**ACTION ITEM**
Please repeat only these lines, exactly: the one containing "foliage. Write the coordinates, one line per instance." and all that come after it in the material.

****

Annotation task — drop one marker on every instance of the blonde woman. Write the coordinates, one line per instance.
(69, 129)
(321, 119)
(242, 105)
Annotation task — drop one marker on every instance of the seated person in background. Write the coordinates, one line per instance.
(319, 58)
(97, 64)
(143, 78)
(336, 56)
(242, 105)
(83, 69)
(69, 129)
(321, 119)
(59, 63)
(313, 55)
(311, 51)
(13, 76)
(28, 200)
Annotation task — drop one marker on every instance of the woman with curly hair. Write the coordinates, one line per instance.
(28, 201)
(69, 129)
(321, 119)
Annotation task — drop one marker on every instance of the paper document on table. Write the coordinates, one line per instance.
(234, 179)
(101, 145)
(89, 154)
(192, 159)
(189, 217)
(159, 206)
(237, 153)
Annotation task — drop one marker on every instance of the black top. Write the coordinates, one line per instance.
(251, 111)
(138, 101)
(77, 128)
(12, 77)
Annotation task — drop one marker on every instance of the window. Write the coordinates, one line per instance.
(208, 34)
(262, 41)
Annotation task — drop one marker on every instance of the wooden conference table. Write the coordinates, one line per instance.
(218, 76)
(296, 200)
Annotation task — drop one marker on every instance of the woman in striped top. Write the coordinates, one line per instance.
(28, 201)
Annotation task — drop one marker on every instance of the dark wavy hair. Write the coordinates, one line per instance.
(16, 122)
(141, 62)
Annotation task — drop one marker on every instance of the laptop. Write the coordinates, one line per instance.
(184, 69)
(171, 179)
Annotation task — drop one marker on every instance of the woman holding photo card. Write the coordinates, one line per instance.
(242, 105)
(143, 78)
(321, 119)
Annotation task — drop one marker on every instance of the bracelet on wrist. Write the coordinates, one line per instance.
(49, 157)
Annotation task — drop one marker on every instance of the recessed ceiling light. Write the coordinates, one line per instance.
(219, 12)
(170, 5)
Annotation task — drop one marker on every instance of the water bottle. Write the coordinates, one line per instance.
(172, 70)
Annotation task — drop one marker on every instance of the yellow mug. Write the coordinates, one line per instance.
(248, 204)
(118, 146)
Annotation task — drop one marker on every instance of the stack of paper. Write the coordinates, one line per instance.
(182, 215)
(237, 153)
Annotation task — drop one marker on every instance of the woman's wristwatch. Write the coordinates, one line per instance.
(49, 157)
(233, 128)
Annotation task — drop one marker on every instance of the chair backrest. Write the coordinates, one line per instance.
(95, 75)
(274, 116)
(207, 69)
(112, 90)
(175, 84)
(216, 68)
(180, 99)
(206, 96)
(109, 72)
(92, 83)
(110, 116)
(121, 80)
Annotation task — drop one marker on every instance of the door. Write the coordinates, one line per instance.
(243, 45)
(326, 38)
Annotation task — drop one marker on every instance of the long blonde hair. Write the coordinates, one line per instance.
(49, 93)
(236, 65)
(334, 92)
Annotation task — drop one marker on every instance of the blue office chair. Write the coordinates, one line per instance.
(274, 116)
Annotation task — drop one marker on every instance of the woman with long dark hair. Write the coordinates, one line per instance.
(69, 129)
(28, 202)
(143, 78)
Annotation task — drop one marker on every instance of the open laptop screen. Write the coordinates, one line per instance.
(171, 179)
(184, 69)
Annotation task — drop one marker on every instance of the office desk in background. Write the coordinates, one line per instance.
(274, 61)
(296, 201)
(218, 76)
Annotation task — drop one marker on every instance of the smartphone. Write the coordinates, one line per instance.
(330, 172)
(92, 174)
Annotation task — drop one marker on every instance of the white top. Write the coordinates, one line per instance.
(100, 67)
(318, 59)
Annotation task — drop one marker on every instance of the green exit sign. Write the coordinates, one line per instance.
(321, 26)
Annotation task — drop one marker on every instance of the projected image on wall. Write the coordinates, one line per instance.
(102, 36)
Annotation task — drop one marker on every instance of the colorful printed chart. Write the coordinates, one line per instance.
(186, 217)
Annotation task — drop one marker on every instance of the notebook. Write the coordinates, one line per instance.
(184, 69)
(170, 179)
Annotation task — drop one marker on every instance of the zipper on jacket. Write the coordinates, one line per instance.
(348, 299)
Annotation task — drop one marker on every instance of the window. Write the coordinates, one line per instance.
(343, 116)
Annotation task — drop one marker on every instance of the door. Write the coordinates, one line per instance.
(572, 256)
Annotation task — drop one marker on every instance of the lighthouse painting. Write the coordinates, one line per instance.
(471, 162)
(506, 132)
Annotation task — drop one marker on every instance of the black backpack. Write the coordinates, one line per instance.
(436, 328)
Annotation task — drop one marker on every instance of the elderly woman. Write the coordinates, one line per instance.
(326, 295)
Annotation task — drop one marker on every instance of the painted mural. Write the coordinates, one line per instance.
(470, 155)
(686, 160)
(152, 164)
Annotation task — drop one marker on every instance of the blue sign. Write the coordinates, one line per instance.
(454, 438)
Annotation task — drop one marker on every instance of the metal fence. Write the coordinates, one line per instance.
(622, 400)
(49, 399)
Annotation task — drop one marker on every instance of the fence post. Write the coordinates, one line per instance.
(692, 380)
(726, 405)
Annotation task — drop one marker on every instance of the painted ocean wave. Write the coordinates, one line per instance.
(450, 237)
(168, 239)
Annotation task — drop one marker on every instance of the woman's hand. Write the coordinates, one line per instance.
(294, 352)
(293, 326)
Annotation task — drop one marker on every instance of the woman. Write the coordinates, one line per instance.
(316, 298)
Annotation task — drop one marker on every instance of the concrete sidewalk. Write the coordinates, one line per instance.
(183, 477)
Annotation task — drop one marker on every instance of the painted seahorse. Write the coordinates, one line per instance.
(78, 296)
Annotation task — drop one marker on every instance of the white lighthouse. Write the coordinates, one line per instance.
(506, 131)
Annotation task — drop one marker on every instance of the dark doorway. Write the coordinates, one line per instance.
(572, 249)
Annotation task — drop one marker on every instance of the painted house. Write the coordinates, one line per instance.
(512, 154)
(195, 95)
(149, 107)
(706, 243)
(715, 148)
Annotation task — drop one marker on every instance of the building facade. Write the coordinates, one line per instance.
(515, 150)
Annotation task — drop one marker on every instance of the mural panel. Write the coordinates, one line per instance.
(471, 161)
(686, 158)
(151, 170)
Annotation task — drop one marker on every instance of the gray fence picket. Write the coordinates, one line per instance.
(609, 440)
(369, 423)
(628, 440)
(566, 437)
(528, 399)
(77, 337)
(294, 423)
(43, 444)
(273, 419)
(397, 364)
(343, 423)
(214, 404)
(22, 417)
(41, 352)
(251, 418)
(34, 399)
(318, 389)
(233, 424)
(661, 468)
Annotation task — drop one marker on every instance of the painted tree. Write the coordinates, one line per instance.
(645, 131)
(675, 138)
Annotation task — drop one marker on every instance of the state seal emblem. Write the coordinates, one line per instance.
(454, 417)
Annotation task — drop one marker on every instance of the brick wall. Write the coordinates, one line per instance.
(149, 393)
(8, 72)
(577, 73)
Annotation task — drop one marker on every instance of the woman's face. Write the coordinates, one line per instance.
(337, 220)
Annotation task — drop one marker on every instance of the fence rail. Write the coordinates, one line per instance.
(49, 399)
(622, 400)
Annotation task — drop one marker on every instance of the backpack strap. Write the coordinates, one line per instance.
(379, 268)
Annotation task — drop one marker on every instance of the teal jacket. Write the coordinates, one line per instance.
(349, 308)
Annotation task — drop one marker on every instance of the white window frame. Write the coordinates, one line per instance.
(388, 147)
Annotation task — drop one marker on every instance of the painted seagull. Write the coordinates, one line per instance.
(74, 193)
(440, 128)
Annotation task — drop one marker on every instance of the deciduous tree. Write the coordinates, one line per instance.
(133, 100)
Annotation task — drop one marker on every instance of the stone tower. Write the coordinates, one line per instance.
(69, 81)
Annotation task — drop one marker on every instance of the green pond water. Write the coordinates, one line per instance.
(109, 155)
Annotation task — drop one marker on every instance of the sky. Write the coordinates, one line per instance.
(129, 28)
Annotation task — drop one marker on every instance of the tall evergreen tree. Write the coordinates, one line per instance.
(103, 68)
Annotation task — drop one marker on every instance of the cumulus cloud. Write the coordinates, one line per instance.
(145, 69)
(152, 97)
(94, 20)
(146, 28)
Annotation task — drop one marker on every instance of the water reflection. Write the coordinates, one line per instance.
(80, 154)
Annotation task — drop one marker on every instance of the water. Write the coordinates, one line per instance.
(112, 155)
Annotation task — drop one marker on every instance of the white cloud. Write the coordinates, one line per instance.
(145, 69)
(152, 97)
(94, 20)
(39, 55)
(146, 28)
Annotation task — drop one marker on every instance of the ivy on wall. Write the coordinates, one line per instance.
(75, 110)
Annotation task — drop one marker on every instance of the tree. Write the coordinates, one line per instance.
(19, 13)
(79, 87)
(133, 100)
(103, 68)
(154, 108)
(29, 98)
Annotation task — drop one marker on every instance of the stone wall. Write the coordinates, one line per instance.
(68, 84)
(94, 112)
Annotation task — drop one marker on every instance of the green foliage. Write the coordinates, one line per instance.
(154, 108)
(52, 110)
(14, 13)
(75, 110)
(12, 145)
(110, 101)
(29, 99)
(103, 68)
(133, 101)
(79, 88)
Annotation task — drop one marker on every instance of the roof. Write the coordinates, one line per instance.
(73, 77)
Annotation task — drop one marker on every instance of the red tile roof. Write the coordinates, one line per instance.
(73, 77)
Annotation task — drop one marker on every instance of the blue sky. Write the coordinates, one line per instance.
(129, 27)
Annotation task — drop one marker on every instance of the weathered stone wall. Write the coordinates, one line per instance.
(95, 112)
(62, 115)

****

**SOLUTION BELOW**
Annotation task — drop one marker on every instance of the green foliage. Write the coordinates, one line per instance.
(154, 108)
(52, 110)
(14, 13)
(75, 110)
(12, 145)
(110, 101)
(29, 99)
(103, 68)
(133, 101)
(79, 88)
Annotation task — drop one marker on every instance of the roof. Write the coordinates, one line per instance.
(73, 77)
Annotation task — drop one marker on every instance of the red tile roof. Write the coordinates, one line per instance.
(73, 77)
Annotation task — drop one marker on every instance of the blue sky. Write the coordinates, one line per instance.
(129, 27)
Annotation task — drop one marker on every instance of the weathered stone wall. Write the coordinates, one line per instance.
(95, 112)
(62, 115)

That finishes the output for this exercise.